→ Passage:
==================================================

While ‘Wide Eyed’ sounds like filler, minimalist, dull mellotron brass, ‘Moving Further Away’ is a euphoric eight-minute dirge that sounds like Fujiya & Miyagi; the kind of song that could have found a berth on the Bafta-winning Lost in Translation soundtrack (Faris singing, ‘It’s different now, I’m the only one who flies’ parodying the band’s chrysalis-to-butterfly metamorphosis). Simple Minds? Forget about it, this is more like the krautrock of Can or the surgically produced melding of sounds favoured by LCD Soundsystem. Exuberant and idea-driven, it is perhaps the highlight of a record full of highlights.

Monica Gems’ is the most direct clash between The Horrors of old and new, a gothic ramble that might be more suited to a live show, but album closer ‘Oceans Burning’ is undeniably beautiful. ‘It’s a joy to see you waiting there,’ Faris croons, ‘It’s a joy to know you’re waiting there’; one almost imagines a soldier returning from France across the Channel to a beau atop Beachy Head, a Suede influence is omnipresent. Curiously this vast, glistening coda descends into an almighty jam towards the end, reminding us the group still have cojones to match their panache.

==================================================

→ Given data:
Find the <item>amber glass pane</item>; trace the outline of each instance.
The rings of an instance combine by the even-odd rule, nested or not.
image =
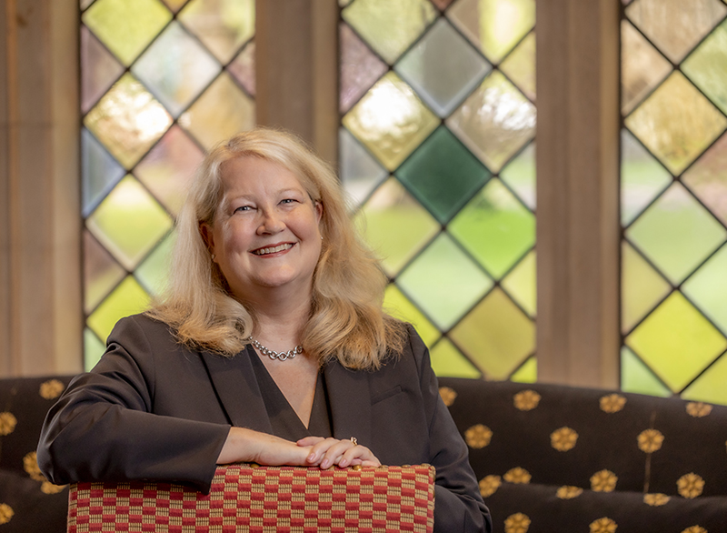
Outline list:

==================================================

→ Things to do:
**1.** From the album review, copy the passage starting at "Monica Gems’ is" and ending at "match their panache.".
**2.** In the album review, which song closes the album?
**3.** Carry on the album review from the point where it stops.

→ Expected responses:
**1.**
Monica Gems’ is the most direct clash between The Horrors of old and new, a gothic ramble that might be more suited to a live show, but album closer ‘Oceans Burning’ is undeniably beautiful. ‘It’s a joy to see you waiting there,’ Faris croons, ‘It’s a joy to know you’re waiting there’; one almost imagines a soldier returning from France across the Channel to a beau atop Beachy Head, a Suede influence is omnipresent. Curiously this vast, glistening coda descends into an almighty jam towards the end, reminding us the group still have cojones to match their panache.

**2.** 'Oceans Burning'

**3.**
Ultimately this is a record that will not be for everyone – many will simply be turned off by the Simple Minds’ comparisons. However, ‘Skying’ shows a band at the peak of their powers: content, experimental, luridly romantic and postmodern – a sonic journey into 80s post-punk dynamism from a group of musicians who never cease to surprise.